[Conjunto de tareas]
[A] Responde estas preguntas sobre el texto acerca de los apagones en Maracaibo:
(i) ¿Cuántas horas de electricidad recibe Norma a diario?
(ii) ¿De qué nacionalidad es Norma?
(iii) ¿Cada cuánto tiempo tiene agua el sector donde vive?
[B] Prosigue el texto sobre los apagones en Maracaibo a partir de su última oración.

[Fragmento para leer]
Norma despacha con rapidez la solicitud de una entrevista. Quiere volver a encerrarse en su habitación y sentir el frío del aire acondicionado durante las ocho horas con electricidad que recibe a diario en Maracaibo, la ciudad venezolana más rica y poblada después de Caracas.
Esta inmigrante salvadoreña sortea jornadas de 16 horas sin luz con sensaciones térmicas cercanas a los 40 grados centígrados, mientras hace malabares para conseguir alimentos y que estos no se pudran durante las apagones que registra el país petrolero desde hace semanas.
Sin embargo, es consciente de su suerte.
«En este sector afortunadamente tenemos agua cada cinco días, somos afortunados (…) otros sectores tienen un mes (sin agua)», dijo a Efe la septuagenaria que en marzo sumó más de 300 horas sin electricidad y ha tirado a la basura varios alimentos que se descompusieron mientras su casa estaba a oscuras.

[Registros del conjunto de datos de señalamiento]
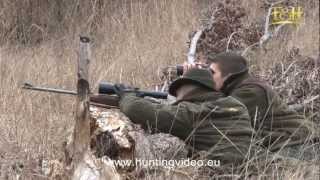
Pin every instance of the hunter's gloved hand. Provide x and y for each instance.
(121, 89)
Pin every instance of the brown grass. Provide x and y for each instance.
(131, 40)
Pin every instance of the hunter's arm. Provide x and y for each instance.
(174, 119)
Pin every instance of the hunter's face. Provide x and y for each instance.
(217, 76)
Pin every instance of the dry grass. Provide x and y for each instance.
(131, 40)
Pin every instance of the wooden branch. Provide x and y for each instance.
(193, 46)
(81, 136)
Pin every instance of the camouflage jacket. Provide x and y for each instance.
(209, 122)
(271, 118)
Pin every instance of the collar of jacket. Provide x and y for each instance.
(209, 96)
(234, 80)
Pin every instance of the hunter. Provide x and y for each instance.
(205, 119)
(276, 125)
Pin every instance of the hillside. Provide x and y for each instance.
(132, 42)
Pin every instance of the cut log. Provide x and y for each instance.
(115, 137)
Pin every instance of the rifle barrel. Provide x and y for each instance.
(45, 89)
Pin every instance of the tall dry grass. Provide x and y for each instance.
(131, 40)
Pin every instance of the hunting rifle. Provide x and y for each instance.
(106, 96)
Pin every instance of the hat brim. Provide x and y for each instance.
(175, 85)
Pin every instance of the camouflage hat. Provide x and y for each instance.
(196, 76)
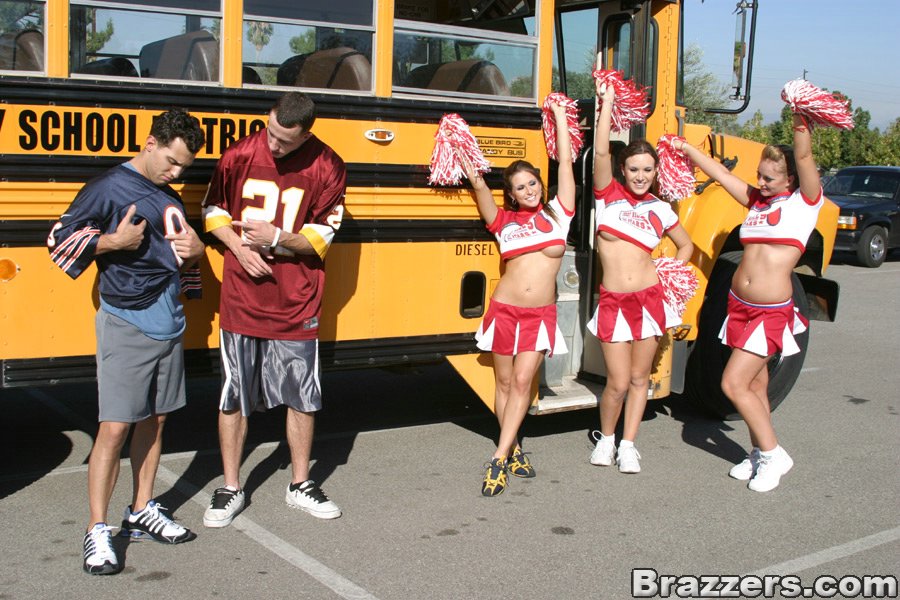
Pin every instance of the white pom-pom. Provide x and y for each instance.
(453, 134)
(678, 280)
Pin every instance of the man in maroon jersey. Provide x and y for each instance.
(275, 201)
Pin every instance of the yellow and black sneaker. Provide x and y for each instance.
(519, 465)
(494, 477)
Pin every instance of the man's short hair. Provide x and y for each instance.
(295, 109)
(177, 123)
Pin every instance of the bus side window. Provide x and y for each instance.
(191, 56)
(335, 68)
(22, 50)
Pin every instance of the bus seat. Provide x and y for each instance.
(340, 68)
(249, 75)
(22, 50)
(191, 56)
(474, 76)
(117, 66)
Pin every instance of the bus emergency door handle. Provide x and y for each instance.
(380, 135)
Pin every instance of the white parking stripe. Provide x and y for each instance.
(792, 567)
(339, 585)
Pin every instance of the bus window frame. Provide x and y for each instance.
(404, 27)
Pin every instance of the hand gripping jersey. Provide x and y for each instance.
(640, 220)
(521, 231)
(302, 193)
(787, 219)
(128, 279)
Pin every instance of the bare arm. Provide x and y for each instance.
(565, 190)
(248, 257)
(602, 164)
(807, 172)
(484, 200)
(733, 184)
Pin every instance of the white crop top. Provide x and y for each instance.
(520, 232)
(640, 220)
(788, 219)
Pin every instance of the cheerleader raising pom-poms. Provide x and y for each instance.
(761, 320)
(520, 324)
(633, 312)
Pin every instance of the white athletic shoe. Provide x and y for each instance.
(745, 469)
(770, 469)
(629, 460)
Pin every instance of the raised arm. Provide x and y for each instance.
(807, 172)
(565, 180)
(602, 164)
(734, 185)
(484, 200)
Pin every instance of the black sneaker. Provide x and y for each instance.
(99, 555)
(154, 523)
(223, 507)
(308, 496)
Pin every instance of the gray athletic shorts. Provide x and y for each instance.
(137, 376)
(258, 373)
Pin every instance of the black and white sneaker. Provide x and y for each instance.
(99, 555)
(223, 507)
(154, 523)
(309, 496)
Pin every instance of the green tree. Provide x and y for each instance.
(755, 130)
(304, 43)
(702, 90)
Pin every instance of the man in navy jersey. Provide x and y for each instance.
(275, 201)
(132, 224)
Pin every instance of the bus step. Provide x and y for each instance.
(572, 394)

...

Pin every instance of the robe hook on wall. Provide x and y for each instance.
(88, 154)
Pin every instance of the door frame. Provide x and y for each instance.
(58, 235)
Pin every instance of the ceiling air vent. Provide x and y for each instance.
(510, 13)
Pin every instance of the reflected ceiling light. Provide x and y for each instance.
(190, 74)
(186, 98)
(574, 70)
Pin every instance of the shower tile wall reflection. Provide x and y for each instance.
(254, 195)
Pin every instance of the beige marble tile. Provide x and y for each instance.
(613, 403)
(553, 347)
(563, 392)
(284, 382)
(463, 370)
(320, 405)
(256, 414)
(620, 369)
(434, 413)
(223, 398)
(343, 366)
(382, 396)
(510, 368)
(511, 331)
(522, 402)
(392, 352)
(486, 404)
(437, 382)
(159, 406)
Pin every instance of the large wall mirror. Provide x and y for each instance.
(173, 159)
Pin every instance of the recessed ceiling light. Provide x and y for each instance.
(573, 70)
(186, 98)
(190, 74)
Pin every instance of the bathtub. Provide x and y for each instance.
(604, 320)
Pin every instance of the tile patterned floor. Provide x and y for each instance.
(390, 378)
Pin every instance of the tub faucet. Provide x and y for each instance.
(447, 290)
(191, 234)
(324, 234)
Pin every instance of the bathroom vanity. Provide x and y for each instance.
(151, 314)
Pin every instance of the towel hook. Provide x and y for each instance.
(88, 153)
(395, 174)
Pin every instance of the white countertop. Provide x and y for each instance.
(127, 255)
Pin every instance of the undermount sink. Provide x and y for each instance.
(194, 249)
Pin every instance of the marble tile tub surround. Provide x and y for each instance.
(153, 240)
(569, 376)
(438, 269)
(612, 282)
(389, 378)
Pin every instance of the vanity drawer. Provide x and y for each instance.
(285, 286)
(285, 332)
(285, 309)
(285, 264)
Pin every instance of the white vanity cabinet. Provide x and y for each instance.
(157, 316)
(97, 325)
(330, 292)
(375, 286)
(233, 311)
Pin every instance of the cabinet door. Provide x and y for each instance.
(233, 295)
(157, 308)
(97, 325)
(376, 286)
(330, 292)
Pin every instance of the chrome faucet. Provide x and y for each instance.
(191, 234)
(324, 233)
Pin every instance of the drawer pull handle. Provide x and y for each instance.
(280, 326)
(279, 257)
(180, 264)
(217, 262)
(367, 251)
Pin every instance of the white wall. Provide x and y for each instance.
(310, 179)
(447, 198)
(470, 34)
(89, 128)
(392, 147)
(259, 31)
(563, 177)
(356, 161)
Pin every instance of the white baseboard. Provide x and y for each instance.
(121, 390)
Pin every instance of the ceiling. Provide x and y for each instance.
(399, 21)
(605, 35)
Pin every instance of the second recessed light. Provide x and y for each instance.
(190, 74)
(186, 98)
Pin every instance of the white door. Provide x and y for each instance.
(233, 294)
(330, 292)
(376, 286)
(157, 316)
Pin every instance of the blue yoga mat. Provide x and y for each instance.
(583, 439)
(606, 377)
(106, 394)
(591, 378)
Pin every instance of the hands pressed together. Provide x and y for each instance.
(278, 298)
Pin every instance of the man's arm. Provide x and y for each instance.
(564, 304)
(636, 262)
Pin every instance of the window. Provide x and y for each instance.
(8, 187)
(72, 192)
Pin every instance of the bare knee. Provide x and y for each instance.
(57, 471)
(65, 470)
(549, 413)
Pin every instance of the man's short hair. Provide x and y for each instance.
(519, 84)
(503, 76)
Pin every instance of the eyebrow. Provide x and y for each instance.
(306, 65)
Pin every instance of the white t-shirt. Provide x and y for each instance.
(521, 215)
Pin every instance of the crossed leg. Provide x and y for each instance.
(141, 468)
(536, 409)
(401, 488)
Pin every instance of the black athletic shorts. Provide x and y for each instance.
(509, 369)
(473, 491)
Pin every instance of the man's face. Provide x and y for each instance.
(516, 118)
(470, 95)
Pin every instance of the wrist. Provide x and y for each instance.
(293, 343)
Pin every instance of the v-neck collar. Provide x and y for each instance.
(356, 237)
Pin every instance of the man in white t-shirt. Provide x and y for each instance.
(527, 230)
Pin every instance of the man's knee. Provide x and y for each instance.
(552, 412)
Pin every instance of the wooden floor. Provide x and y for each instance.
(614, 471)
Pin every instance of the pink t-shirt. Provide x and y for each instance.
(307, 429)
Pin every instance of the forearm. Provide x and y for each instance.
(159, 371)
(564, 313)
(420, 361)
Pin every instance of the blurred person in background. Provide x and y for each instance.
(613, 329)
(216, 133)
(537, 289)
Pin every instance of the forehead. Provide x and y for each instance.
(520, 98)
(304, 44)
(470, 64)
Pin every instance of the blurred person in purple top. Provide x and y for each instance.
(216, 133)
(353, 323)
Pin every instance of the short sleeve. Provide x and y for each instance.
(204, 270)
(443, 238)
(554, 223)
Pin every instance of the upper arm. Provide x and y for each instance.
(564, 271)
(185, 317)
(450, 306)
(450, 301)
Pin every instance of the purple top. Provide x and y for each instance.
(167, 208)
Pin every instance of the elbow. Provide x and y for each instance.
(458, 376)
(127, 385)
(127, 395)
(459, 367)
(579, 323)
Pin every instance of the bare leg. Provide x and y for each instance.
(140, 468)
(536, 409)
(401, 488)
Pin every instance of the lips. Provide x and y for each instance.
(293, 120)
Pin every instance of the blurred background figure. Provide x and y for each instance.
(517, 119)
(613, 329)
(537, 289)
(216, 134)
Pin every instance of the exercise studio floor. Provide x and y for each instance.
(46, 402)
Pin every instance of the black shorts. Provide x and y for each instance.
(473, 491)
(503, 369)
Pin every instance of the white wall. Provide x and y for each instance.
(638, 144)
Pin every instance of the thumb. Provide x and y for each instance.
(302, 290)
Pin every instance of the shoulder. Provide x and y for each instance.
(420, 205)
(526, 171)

...

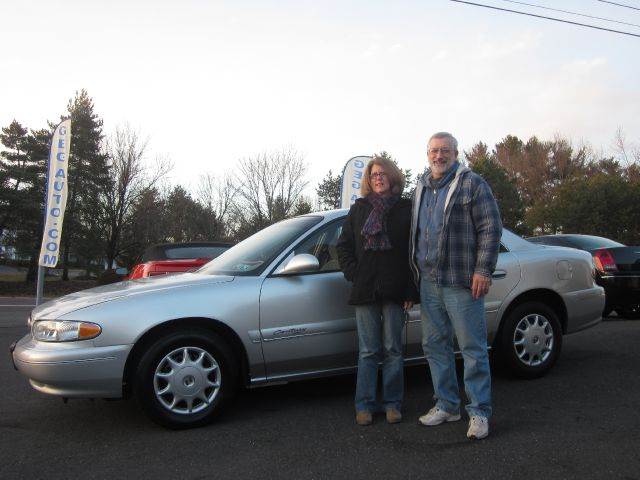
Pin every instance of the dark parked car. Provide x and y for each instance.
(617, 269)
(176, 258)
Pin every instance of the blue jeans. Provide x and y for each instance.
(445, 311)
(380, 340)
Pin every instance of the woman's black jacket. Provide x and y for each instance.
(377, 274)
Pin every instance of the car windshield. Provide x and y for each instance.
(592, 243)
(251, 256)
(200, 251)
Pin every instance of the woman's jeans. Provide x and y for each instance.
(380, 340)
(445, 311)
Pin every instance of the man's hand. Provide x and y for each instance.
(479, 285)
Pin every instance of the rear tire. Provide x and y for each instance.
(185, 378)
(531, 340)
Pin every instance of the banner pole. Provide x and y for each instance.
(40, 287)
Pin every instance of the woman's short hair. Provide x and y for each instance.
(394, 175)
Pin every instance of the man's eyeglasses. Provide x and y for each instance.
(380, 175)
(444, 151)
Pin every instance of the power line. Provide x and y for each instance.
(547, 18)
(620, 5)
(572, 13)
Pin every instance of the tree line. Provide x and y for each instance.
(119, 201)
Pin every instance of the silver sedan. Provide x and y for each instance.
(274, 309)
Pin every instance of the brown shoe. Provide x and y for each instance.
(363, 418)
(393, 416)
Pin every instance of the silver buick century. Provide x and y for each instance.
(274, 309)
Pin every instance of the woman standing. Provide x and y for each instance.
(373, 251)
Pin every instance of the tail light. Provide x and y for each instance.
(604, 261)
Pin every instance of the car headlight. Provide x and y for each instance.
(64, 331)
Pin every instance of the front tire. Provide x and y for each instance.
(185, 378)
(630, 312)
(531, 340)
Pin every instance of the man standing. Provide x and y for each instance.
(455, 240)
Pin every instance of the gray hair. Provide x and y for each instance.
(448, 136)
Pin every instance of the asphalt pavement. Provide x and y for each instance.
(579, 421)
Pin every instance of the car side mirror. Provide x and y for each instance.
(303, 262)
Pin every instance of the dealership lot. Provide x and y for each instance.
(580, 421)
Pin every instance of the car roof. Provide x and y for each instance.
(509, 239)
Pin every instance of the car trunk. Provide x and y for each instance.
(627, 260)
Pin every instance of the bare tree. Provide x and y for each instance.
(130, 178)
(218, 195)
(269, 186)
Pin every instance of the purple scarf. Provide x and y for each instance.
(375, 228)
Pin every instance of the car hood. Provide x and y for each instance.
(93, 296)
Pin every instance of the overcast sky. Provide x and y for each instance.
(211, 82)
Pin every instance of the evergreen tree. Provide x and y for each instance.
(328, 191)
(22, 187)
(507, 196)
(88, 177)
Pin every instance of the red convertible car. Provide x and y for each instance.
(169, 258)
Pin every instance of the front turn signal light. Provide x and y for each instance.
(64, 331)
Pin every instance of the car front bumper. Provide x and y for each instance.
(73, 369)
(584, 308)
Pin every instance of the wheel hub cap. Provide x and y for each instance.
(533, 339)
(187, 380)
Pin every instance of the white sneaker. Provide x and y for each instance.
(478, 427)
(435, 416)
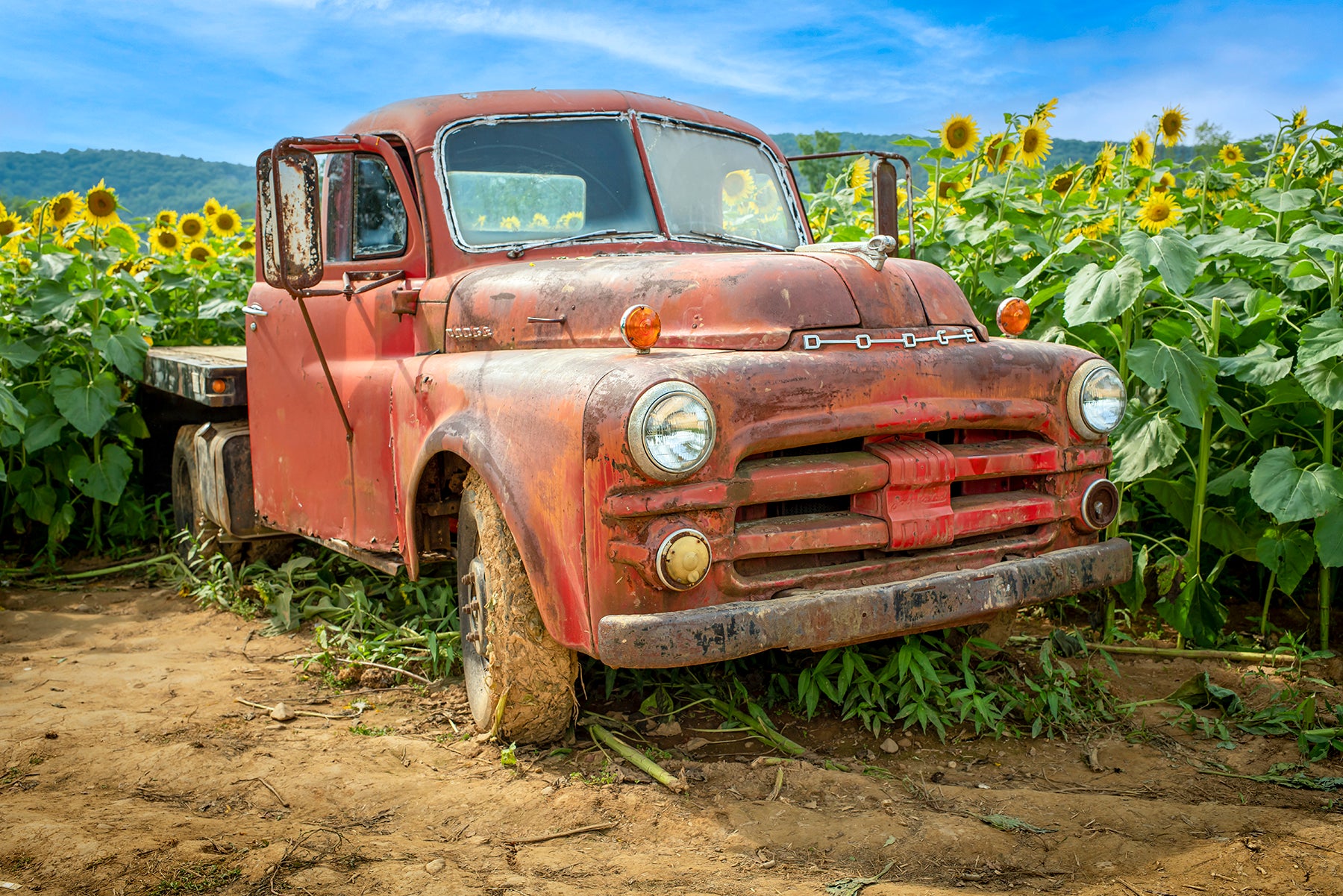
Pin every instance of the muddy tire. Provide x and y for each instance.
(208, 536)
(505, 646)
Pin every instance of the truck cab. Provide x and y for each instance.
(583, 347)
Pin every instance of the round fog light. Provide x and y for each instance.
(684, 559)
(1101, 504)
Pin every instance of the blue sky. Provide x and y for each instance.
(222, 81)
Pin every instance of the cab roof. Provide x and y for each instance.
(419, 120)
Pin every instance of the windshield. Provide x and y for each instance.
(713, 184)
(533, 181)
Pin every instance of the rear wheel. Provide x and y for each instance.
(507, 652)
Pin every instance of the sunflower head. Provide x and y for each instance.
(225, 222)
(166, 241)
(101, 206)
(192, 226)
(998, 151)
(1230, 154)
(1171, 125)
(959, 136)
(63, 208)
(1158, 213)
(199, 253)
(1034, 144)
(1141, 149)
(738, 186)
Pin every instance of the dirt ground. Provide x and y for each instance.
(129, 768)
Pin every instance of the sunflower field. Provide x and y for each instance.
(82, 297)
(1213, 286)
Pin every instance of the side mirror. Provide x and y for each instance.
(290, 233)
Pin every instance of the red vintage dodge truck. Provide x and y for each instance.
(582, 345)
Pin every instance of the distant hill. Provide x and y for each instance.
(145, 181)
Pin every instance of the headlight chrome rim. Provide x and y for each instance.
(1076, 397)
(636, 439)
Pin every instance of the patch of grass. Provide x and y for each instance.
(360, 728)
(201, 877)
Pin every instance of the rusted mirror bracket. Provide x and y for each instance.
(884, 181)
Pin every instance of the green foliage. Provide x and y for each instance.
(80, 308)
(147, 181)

[Respuestas por tarea]
[A]
(i) Ocho horas.
(ii) Es salvadoreña.
(iii) Cada cinco días.

[B]
Norma es, en efecto, una suertuda si se compara con la mayoría de los 5 millones de habitantes que tiene Maracaibo y lo es más frente a Alberto López, un obrero de 50 años que declaró a Efe mientras se daba un baño en un barranco, pues las tuberías de su casa, dijo, están secas desde hace más tiempo del que pueda recordar.
El apagón «me ha quemado el frizer (congelador), me ha quemado la nevera, todo, yo no tengo nada ahorita, no tengo nada, estoy arruinado», denunció con la misma vehemencia con que resaltaba el hecho de vivir frente a la sede de la estatal eléctrica y aún así solo puede mantener encendidas las bombillas dos horas diarias.
También agobiada y en la penumbra, la oficinista Chindi Núñez esperaba junto a uno de sus hijos conseguir algún medio de transporte que la devuelva a su casa de noche, cuando la oscuridad es total y la anarquía en las vías es mayor.
«Tengo más de 24 horas sin luz. Nos llega a veces, no es que se nos va (la electricidad), llega a veces, llega dos horas, tres horas y se vuelve a ir», dice la mujer de 40 años que asegura no recibir agua en su residencia desde diciembre pasado.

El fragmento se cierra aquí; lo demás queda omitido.